> Written instruction A
List the conditions in which the business process management excerpt says a process must be kept while it is being operated.
> Written instruction B
Using the business process management excerpt, decide whether each statement agrees with it, and quote the words that decide each one: (i) The principal drivers of the renaissance in process thinking are technological. (ii) A company lacking vision cannot benefit from BPM. (iii) Standard off-the-shelf applications that competitors also use are becoming more attractive.
> Written instruction C
Write the next part of the business process management excerpt, picking up after its final sentence.

> Excerpt
==*==

For the first time in business history, this synthesis makes
it possible for com--panies to do what they have wanted to
do all along-manage their business processes with great agility.
A company lacking vision cannot benefit from BPM, but those
who have this vision may now use BPM to execute their strategy
with speed and precision. The radical breakthrough lies in
using process calculus to define the digital representation
of business processes, the basis for new corporate information
assets. "Process data" based on an open standard
for process description allows managers to leverage both old
and new technologies for process management. Established companies
with great products or start-ups with innovative business
models can take equal advantage. The winners in this "radical
evolution" are customers, and the companies that master
BPM to serve them.
...
Companies treat processes with care because they constitute
vital intellectual property. Processes are the business. Operating
a process, keeping it updated, operational and effective,
is however complementary to the lifecycle of its improvement-both
must be supported simultane-ously and independently. The lifecycle
management required might be as simple as keeping track of
the versions generated by the design-deploy-redesign loop,
or as complex as maintaining project baselines of such long
running processes as those governing tightly regulated product
design and manufacturing phases in the aerospace industry.
...
In this new process-centered environment, standard business
processes delivered in the form of standard "off the
shelf" applications that are also used by competitors
are appearing less and less attractive. Businesses want to
shape their processes themselves, performing continuous and
incremental process improvement without technological impediments
and bottlenecks. But they still want to exploit low cost,
best-of-breed application components where appropriate. Third-wave
process management systems combine the best of component application
engineering and the best of process engineering to give companies
the flexibility they now demand. In light of the overwhelming
demand for business process management, the era of stovepipe
application development will give way to an era of process
manufacturing and assembly.
...
Process management heralds a renaissance in process thinking
and process-centered organizational design. And this renaissance
is not being driven by technological innovation alone. Far
from it. The principal drivers are economic. Business processes,
not applications or databases, are the highest-value assets
in business today, but the value of those assets lies not
only in their execution but an ability to manage them based
upon an explicit representation. Tinkering with existing ways
of implementing business change, in the way advocated by the
reengineering movement of the 1990s, won't be enough. The
payoff of this new wave of collaborative reengineering initiatives
will be the ability to actually deliver on the decade-old
promises of "reengineering."

==*==

> Material
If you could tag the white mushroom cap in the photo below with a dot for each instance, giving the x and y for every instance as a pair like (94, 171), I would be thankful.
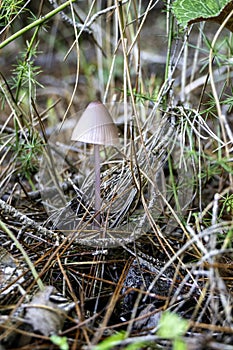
(96, 126)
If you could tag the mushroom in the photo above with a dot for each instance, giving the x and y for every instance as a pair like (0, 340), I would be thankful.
(96, 127)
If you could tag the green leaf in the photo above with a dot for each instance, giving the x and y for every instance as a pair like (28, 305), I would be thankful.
(187, 11)
(172, 326)
(60, 341)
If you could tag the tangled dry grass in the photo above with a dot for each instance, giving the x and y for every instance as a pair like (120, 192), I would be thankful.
(166, 190)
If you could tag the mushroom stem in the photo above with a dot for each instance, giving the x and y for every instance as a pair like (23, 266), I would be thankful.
(97, 185)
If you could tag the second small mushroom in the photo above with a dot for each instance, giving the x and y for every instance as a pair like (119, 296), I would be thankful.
(96, 126)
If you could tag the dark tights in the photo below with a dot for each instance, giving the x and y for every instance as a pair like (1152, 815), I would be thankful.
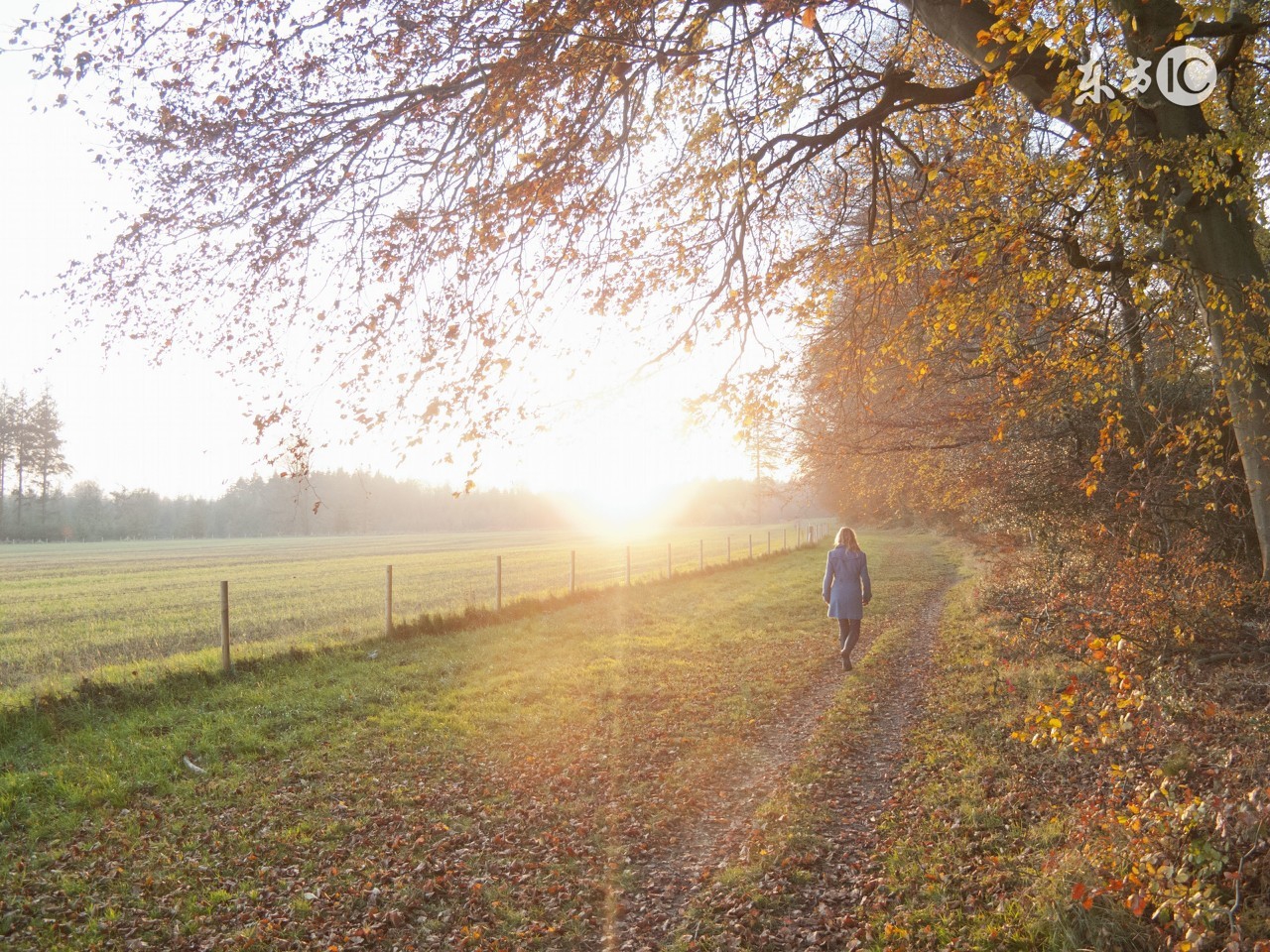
(848, 634)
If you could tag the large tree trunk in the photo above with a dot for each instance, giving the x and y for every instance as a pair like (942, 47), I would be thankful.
(1227, 264)
(1220, 249)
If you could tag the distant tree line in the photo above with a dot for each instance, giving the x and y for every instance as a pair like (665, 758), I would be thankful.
(354, 503)
(31, 461)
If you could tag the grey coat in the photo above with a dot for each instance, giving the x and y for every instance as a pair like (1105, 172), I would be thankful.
(846, 583)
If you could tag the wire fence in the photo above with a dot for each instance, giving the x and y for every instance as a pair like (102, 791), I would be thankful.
(121, 611)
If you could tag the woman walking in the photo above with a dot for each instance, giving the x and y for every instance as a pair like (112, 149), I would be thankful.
(846, 590)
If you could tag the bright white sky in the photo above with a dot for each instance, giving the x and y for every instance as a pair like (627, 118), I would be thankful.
(181, 428)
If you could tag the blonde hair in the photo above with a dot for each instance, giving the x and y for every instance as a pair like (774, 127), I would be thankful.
(847, 537)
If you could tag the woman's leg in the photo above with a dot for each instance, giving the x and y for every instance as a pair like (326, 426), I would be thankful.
(851, 636)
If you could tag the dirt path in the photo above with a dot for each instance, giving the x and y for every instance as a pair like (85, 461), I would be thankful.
(651, 914)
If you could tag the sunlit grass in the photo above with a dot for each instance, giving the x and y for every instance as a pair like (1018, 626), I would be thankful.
(550, 749)
(123, 611)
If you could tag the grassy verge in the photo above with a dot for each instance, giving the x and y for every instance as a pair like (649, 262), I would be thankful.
(485, 788)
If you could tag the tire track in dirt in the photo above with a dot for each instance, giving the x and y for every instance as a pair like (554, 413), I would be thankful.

==*==

> Response A
updated
operational
effective

> Response B
(i) No: "The principal drivers are economic."
(ii) Yes: "A company lacking vision cannot benefit from BPM"
(iii) No: "are appearing less and less attractive"

> Response C
...
BPM recognizes that change is as fundamental to business
as the law of gravity is to physics, and that agility is therefore
a fundamental requirement of enterprise architecture. As Ron
Brown of Computer
Sciences Corporation explains, "today's CEO is looking
to reduce the turning radius of IT, which rivals that of a
supertanker in terms of its responsiveness to new business
requirements." BPM reorients IT's activities to the trajectory
of the business process. IT projects are thus less likely
to under perform and to lag business thinking, or to over-engineer
solutions to problems that no longer exist by the time the
solutions are implemented. From the perspective of the business
side, BPM streamlines internal and external business processes,
eliminates redundancies and increases automation, providing
end-to-end process visibility, control and accountability.
Corporations adopting third-wave BPM architecture are already
claiming that their newfound agility is a significant new
source of competitive advantage. Brown states, "Companies
are only just learning that they need not dumb down process
design so that the IT department can deliver, or fall back
on acquiring standard applications also available to their
competitors." Companies can take charge of their processes
themselves. Now there is no excuse, either for IT or the business.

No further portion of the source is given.